_課題内容_.
抜粋をもとに、八木海莉がエレキギターを買った理由を一文で答えよ。

八木海莉:最近エレキギターを買ったんですよ。それで、この曲は初めて自分もエレキを弾いてレコーディングをしました。
──エレキギターを買ったからロックな要素も入れてみようみたいなところから着想を得た?
八木海莉:いや、この曲はエレキギターを買う前から作っていた曲でした。エレキはライブで弾きたいなと思って買ったんです。
──では2月のワンマンライブではエレキお披露目も?
八木海莉:はい、その予定です!
──今回も様々なアレンジャーとタッグを組んでいます。中でも「さらば、私の星」はJ. ogさんとの初タッグとなりましたがいかがでしたか?
八木海莉:まだ直接お会いできていないのですが、すごく良いものが返ってきてうれしかったです。
──想定外のアレンジだった?
八木海莉:はい。想定外というか、想像以上で。「あ、これです、これです!」っていうのがきてうれしかったです。
──また「ゾートロープ」はデビュー曲「Ripe Aster」以来のおかもとえみさん。ひさしぶりにタッグを組んでいかがでしたか?
八木海莉:実はこの曲は「Ripe Aster」と同じ時期に作っていたので懐かしいなと思いながら作りました。
──デビューから1年経って、自身の変化や成長は感じますか?
八木海莉:はい、感じています。特にこのEPでは歌詞と歌が成長したなと。
──歌詞のどのようなところに成長を感じますか?
八木海莉:「さらば、私の星」は、一回書いた歌詞を全部壊して、もう一度書き直したんです。そうすることで、濁したい部分と伝えたい部分がはっきりしてわかりやすくなって。そういうことが上手くなりました。
──1回書いた歌詞を全部壊すのって勇気がいることだと思うのですが、どうしてそれができたのでしょうか? 自分で気付いたのか、周りの方のアドバイスなのか。
八木海莉:厳しい言葉をいただいたりもしました(笑)。歌詞を作るとき、こんな感じで(と言いながら手元のノートを見せる)言葉を書きまくるんですけど、そこから好きなフレーズは濁したままにして、「これは伝えたいな」と思う部分はわかりやすい言葉に変えて、っていうのをやっていったら綺麗にまとまっていって。今度からはこのやり方で作ろうと思いました。
──歌の面での成長はどのように感じているのでしょうか?
八木海莉:デビュー前はカバー曲や、提供してもらった曲を歌っていたので、「ここはこうしよう」とか入念に考えていたんですが、自分の曲ってお手本もないし自由なので、どう歌うかをあまり考えていなかったんですよ。歌いたいように歌っていたんですけど、自分の曲でも「ここはこうしてみよう」とか細かく考えて歌うようにして。成長しました。

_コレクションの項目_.

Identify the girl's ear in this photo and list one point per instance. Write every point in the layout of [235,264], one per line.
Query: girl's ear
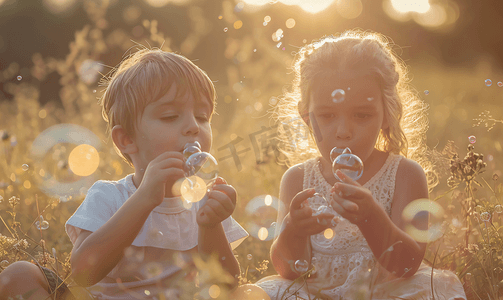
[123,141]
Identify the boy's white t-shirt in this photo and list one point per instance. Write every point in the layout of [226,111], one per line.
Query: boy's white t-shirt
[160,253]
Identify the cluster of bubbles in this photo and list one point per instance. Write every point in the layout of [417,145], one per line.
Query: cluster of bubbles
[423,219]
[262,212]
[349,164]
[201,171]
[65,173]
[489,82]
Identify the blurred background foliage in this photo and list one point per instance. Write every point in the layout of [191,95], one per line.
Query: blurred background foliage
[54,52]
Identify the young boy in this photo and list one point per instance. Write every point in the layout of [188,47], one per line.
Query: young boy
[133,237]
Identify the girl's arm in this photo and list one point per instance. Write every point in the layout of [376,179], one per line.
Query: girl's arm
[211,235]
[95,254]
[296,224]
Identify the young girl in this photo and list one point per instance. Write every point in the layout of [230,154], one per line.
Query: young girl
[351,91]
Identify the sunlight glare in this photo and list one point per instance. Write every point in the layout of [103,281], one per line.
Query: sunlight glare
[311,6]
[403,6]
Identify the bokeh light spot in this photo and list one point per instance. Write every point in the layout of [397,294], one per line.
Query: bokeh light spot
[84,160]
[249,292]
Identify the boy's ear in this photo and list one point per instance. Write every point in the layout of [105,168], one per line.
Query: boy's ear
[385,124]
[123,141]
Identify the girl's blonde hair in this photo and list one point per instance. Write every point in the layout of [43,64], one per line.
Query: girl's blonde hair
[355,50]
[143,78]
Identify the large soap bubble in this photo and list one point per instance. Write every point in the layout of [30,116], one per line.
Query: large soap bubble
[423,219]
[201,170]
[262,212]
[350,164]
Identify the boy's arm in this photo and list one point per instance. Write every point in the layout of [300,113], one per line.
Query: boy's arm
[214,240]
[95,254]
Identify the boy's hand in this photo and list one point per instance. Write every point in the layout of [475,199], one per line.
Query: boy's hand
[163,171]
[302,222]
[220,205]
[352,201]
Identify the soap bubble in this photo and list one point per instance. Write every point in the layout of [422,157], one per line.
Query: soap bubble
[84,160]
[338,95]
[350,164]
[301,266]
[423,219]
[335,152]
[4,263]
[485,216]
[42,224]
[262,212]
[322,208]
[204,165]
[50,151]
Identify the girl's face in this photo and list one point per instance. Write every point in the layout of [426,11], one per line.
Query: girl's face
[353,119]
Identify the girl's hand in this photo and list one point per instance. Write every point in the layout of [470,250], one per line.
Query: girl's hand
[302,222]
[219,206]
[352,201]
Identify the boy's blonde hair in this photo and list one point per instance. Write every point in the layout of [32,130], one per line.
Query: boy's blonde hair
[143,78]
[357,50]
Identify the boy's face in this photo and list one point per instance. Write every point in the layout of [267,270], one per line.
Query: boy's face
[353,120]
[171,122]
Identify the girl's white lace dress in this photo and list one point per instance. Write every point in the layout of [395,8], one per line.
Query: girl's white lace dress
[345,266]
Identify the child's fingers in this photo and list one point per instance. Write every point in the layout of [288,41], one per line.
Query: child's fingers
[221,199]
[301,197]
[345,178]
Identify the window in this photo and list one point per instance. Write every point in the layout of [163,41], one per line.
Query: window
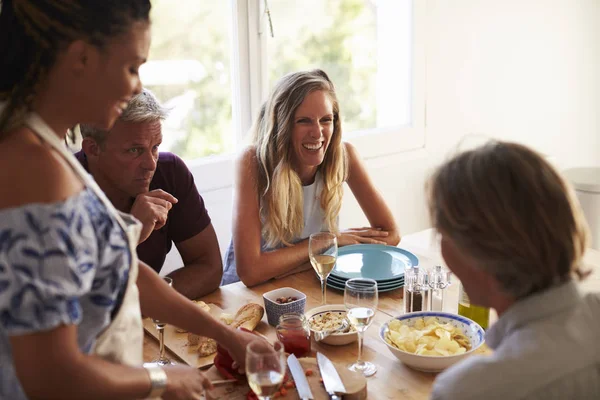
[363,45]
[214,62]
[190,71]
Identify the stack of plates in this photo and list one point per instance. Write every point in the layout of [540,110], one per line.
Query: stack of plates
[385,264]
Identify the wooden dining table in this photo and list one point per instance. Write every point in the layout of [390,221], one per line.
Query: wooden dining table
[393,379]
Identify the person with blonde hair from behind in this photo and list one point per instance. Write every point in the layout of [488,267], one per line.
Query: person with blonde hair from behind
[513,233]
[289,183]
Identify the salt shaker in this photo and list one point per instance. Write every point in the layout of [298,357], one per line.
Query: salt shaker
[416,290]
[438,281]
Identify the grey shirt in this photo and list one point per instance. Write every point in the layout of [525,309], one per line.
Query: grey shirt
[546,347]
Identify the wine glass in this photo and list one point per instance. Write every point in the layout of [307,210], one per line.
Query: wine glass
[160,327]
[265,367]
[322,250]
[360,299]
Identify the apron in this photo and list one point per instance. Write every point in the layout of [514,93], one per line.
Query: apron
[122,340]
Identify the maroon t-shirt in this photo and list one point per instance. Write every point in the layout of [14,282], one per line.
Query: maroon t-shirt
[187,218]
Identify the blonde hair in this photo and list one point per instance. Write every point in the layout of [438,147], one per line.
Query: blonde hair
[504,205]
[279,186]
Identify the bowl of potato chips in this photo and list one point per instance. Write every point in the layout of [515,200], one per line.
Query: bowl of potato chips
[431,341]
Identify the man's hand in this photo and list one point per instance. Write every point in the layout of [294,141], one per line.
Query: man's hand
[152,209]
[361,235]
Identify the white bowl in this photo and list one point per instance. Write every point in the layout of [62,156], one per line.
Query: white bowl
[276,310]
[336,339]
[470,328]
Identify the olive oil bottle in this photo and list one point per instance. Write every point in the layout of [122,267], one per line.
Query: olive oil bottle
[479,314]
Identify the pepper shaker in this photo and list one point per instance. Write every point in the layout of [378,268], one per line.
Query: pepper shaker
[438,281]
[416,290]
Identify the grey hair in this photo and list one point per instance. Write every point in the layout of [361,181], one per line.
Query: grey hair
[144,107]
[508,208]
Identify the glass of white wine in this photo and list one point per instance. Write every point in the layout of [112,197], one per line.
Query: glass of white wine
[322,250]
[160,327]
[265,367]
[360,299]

_完成課題_.
ライブでエレキギターを弾きたいと思ったからだ。